▸ Directions for this task
Pull out every line in the items below that contains the word "sandy".
***** Recorded data
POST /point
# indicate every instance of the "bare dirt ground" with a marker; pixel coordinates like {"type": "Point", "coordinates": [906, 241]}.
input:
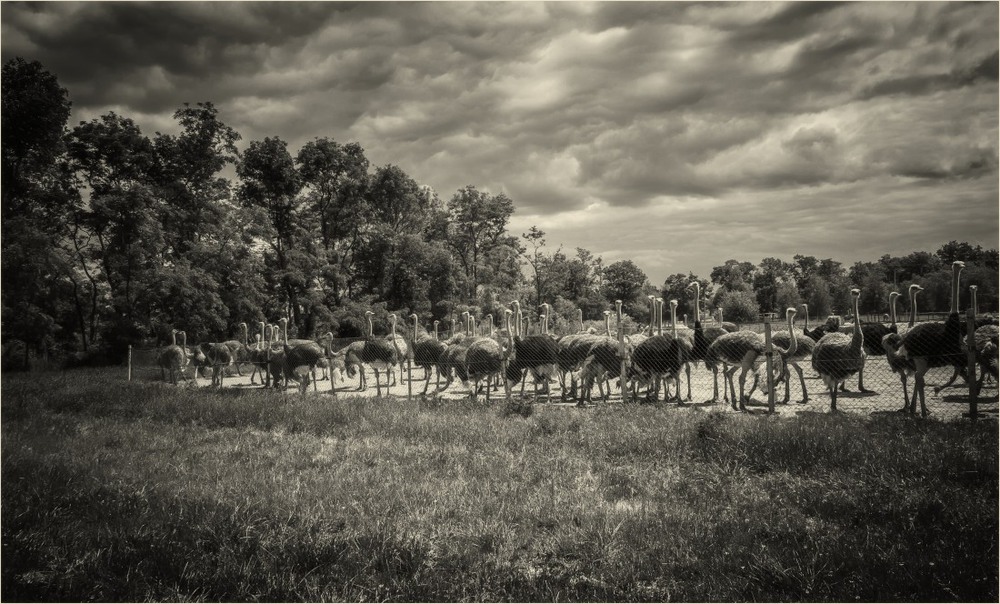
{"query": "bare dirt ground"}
{"type": "Point", "coordinates": [887, 397]}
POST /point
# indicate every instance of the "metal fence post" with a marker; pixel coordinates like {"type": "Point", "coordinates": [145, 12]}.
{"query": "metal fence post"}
{"type": "Point", "coordinates": [769, 356]}
{"type": "Point", "coordinates": [970, 321]}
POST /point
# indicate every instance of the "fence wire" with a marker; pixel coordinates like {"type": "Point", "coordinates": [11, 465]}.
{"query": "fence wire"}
{"type": "Point", "coordinates": [800, 382]}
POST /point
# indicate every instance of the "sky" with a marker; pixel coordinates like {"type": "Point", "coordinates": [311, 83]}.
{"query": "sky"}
{"type": "Point", "coordinates": [677, 135]}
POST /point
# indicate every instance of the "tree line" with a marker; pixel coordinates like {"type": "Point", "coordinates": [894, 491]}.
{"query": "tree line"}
{"type": "Point", "coordinates": [112, 237]}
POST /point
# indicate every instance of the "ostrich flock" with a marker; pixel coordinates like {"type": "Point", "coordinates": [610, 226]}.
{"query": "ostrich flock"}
{"type": "Point", "coordinates": [647, 360]}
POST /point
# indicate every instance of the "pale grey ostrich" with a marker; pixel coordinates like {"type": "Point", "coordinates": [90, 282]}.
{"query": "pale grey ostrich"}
{"type": "Point", "coordinates": [838, 356]}
{"type": "Point", "coordinates": [484, 360]}
{"type": "Point", "coordinates": [703, 338]}
{"type": "Point", "coordinates": [172, 359]}
{"type": "Point", "coordinates": [239, 349]}
{"type": "Point", "coordinates": [427, 352]}
{"type": "Point", "coordinates": [804, 347]}
{"type": "Point", "coordinates": [891, 341]}
{"type": "Point", "coordinates": [935, 344]}
{"type": "Point", "coordinates": [745, 350]}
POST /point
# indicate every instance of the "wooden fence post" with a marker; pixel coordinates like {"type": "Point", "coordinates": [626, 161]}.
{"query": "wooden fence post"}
{"type": "Point", "coordinates": [621, 348]}
{"type": "Point", "coordinates": [769, 356]}
{"type": "Point", "coordinates": [970, 321]}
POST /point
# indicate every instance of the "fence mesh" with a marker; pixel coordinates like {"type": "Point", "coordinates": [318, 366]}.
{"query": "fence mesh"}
{"type": "Point", "coordinates": [941, 357]}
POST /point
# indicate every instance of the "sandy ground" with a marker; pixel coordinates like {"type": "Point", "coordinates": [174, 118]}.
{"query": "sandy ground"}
{"type": "Point", "coordinates": [888, 396]}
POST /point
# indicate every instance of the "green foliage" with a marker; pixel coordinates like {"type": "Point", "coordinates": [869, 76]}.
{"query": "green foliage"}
{"type": "Point", "coordinates": [738, 306]}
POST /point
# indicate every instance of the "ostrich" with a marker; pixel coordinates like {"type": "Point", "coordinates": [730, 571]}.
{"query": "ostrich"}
{"type": "Point", "coordinates": [239, 349]}
{"type": "Point", "coordinates": [985, 343]}
{"type": "Point", "coordinates": [804, 346]}
{"type": "Point", "coordinates": [891, 341]}
{"type": "Point", "coordinates": [935, 344]}
{"type": "Point", "coordinates": [381, 353]}
{"type": "Point", "coordinates": [218, 356]}
{"type": "Point", "coordinates": [537, 353]}
{"type": "Point", "coordinates": [838, 356]}
{"type": "Point", "coordinates": [172, 359]}
{"type": "Point", "coordinates": [484, 359]}
{"type": "Point", "coordinates": [452, 361]}
{"type": "Point", "coordinates": [258, 355]}
{"type": "Point", "coordinates": [573, 351]}
{"type": "Point", "coordinates": [703, 338]}
{"type": "Point", "coordinates": [745, 350]}
{"type": "Point", "coordinates": [657, 357]}
{"type": "Point", "coordinates": [815, 334]}
{"type": "Point", "coordinates": [299, 360]}
{"type": "Point", "coordinates": [427, 353]}
{"type": "Point", "coordinates": [603, 358]}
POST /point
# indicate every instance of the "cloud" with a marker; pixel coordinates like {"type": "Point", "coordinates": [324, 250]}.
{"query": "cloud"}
{"type": "Point", "coordinates": [680, 133]}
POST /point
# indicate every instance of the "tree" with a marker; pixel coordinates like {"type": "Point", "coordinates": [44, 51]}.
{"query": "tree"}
{"type": "Point", "coordinates": [477, 235]}
{"type": "Point", "coordinates": [623, 280]}
{"type": "Point", "coordinates": [675, 287]}
{"type": "Point", "coordinates": [271, 183]}
{"type": "Point", "coordinates": [733, 275]}
{"type": "Point", "coordinates": [767, 278]}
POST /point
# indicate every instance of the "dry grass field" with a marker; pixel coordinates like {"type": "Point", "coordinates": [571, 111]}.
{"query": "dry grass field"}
{"type": "Point", "coordinates": [145, 491]}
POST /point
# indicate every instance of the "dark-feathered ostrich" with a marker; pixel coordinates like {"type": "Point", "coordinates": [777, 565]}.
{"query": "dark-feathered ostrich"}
{"type": "Point", "coordinates": [838, 356]}
{"type": "Point", "coordinates": [218, 356]}
{"type": "Point", "coordinates": [804, 346]}
{"type": "Point", "coordinates": [427, 351]}
{"type": "Point", "coordinates": [573, 350]}
{"type": "Point", "coordinates": [656, 358]}
{"type": "Point", "coordinates": [604, 358]}
{"type": "Point", "coordinates": [538, 353]}
{"type": "Point", "coordinates": [452, 361]}
{"type": "Point", "coordinates": [935, 344]}
{"type": "Point", "coordinates": [299, 360]}
{"type": "Point", "coordinates": [381, 353]}
{"type": "Point", "coordinates": [239, 350]}
{"type": "Point", "coordinates": [745, 350]}
{"type": "Point", "coordinates": [985, 344]}
{"type": "Point", "coordinates": [172, 359]}
{"type": "Point", "coordinates": [702, 339]}
{"type": "Point", "coordinates": [904, 367]}
{"type": "Point", "coordinates": [484, 360]}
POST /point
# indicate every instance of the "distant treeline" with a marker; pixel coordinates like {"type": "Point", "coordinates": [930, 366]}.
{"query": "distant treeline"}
{"type": "Point", "coordinates": [112, 237]}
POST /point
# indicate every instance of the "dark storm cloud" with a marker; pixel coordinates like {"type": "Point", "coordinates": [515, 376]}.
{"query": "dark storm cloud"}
{"type": "Point", "coordinates": [616, 126]}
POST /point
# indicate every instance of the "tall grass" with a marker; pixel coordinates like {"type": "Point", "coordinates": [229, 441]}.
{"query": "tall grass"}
{"type": "Point", "coordinates": [114, 491]}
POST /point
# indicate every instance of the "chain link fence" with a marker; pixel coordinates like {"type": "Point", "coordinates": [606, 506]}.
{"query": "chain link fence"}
{"type": "Point", "coordinates": [933, 356]}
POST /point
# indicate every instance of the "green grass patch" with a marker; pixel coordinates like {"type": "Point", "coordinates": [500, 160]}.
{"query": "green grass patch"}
{"type": "Point", "coordinates": [114, 491]}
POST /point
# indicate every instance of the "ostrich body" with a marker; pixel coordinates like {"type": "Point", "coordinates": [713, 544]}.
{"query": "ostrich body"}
{"type": "Point", "coordinates": [299, 361]}
{"type": "Point", "coordinates": [239, 350]}
{"type": "Point", "coordinates": [381, 353]}
{"type": "Point", "coordinates": [573, 352]}
{"type": "Point", "coordinates": [218, 356]}
{"type": "Point", "coordinates": [745, 350]}
{"type": "Point", "coordinates": [890, 343]}
{"type": "Point", "coordinates": [484, 359]}
{"type": "Point", "coordinates": [838, 356]}
{"type": "Point", "coordinates": [427, 353]}
{"type": "Point", "coordinates": [452, 361]}
{"type": "Point", "coordinates": [702, 339]}
{"type": "Point", "coordinates": [935, 344]}
{"type": "Point", "coordinates": [537, 353]}
{"type": "Point", "coordinates": [172, 359]}
{"type": "Point", "coordinates": [804, 346]}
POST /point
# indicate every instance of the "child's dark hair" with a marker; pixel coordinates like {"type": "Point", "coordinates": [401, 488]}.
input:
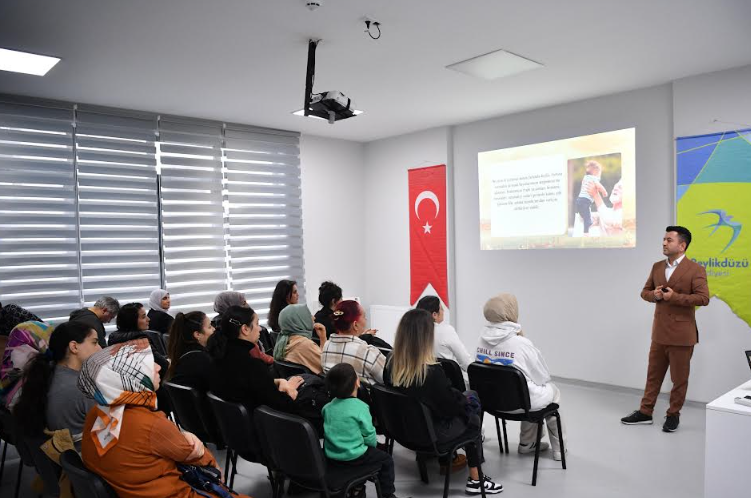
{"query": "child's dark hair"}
{"type": "Point", "coordinates": [232, 321]}
{"type": "Point", "coordinates": [31, 410]}
{"type": "Point", "coordinates": [328, 292]}
{"type": "Point", "coordinates": [341, 380]}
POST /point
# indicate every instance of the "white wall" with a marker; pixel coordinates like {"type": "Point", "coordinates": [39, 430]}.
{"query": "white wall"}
{"type": "Point", "coordinates": [387, 207]}
{"type": "Point", "coordinates": [698, 101]}
{"type": "Point", "coordinates": [333, 198]}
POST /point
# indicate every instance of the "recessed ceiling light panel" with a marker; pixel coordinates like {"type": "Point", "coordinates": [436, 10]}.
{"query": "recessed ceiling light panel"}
{"type": "Point", "coordinates": [498, 64]}
{"type": "Point", "coordinates": [26, 63]}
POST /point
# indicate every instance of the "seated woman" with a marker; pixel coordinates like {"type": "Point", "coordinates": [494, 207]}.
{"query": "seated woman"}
{"type": "Point", "coordinates": [295, 342]}
{"type": "Point", "coordinates": [238, 377]}
{"type": "Point", "coordinates": [412, 368]}
{"type": "Point", "coordinates": [222, 302]}
{"type": "Point", "coordinates": [190, 363]}
{"type": "Point", "coordinates": [447, 343]}
{"type": "Point", "coordinates": [285, 293]}
{"type": "Point", "coordinates": [25, 341]}
{"type": "Point", "coordinates": [329, 295]}
{"type": "Point", "coordinates": [127, 442]}
{"type": "Point", "coordinates": [50, 397]}
{"type": "Point", "coordinates": [502, 338]}
{"type": "Point", "coordinates": [346, 346]}
{"type": "Point", "coordinates": [133, 323]}
{"type": "Point", "coordinates": [159, 320]}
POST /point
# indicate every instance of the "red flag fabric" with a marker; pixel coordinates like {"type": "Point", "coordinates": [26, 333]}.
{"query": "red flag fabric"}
{"type": "Point", "coordinates": [427, 232]}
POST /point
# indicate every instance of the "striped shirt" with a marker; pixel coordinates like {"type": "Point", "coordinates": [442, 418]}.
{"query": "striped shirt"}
{"type": "Point", "coordinates": [368, 361]}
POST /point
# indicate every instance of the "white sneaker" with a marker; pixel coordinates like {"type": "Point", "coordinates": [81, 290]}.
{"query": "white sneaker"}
{"type": "Point", "coordinates": [525, 449]}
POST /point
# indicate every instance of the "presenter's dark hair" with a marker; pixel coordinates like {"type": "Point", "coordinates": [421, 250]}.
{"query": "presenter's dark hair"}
{"type": "Point", "coordinates": [683, 234]}
{"type": "Point", "coordinates": [431, 304]}
{"type": "Point", "coordinates": [328, 292]}
{"type": "Point", "coordinates": [341, 380]}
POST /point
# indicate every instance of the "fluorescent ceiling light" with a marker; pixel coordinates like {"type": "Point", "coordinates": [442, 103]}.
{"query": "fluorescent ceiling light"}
{"type": "Point", "coordinates": [498, 64]}
{"type": "Point", "coordinates": [301, 112]}
{"type": "Point", "coordinates": [23, 62]}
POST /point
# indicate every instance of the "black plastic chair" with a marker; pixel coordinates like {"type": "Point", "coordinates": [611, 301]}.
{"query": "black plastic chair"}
{"type": "Point", "coordinates": [454, 372]}
{"type": "Point", "coordinates": [238, 430]}
{"type": "Point", "coordinates": [407, 421]}
{"type": "Point", "coordinates": [48, 470]}
{"type": "Point", "coordinates": [292, 447]}
{"type": "Point", "coordinates": [286, 369]}
{"type": "Point", "coordinates": [504, 394]}
{"type": "Point", "coordinates": [194, 414]}
{"type": "Point", "coordinates": [86, 484]}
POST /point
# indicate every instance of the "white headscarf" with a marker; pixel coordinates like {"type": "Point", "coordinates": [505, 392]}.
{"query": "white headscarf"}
{"type": "Point", "coordinates": [155, 300]}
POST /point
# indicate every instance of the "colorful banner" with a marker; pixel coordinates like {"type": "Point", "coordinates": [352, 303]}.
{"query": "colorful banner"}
{"type": "Point", "coordinates": [712, 197]}
{"type": "Point", "coordinates": [427, 232]}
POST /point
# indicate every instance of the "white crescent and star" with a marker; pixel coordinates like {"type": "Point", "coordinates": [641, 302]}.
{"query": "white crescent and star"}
{"type": "Point", "coordinates": [427, 194]}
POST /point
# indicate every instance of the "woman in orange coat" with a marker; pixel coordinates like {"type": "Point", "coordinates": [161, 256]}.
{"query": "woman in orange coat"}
{"type": "Point", "coordinates": [125, 440]}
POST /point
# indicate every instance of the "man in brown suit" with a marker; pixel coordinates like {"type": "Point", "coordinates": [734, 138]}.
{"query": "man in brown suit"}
{"type": "Point", "coordinates": [676, 286]}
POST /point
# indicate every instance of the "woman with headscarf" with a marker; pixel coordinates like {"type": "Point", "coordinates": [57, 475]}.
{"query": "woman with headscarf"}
{"type": "Point", "coordinates": [127, 442]}
{"type": "Point", "coordinates": [501, 342]}
{"type": "Point", "coordinates": [25, 341]}
{"type": "Point", "coordinates": [224, 301]}
{"type": "Point", "coordinates": [295, 342]}
{"type": "Point", "coordinates": [159, 320]}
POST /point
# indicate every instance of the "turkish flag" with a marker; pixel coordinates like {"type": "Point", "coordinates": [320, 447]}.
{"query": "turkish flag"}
{"type": "Point", "coordinates": [427, 231]}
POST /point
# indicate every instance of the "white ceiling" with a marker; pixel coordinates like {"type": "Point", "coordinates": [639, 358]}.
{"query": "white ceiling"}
{"type": "Point", "coordinates": [244, 60]}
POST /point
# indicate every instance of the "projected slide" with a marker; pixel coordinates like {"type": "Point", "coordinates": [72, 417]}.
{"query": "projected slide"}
{"type": "Point", "coordinates": [572, 193]}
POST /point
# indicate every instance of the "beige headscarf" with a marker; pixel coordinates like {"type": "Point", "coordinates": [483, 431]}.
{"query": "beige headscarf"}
{"type": "Point", "coordinates": [502, 308]}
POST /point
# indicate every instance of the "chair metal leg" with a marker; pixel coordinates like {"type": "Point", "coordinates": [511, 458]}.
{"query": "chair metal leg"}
{"type": "Point", "coordinates": [498, 432]}
{"type": "Point", "coordinates": [560, 439]}
{"type": "Point", "coordinates": [537, 452]}
{"type": "Point", "coordinates": [2, 462]}
{"type": "Point", "coordinates": [423, 468]}
{"type": "Point", "coordinates": [18, 478]}
{"type": "Point", "coordinates": [505, 435]}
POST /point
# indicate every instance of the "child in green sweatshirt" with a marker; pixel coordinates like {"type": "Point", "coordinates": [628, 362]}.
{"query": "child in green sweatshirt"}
{"type": "Point", "coordinates": [349, 435]}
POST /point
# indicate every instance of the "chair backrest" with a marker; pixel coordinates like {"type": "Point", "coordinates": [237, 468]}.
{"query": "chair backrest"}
{"type": "Point", "coordinates": [500, 388]}
{"type": "Point", "coordinates": [237, 428]}
{"type": "Point", "coordinates": [48, 470]}
{"type": "Point", "coordinates": [454, 372]}
{"type": "Point", "coordinates": [288, 369]}
{"type": "Point", "coordinates": [290, 444]}
{"type": "Point", "coordinates": [404, 418]}
{"type": "Point", "coordinates": [194, 412]}
{"type": "Point", "coordinates": [85, 483]}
**********
▸ Response
# indicate every instance of the "sandy ground" with a marker; pixel coordinates like {"type": "Point", "coordinates": [174, 118]}.
{"query": "sandy ground"}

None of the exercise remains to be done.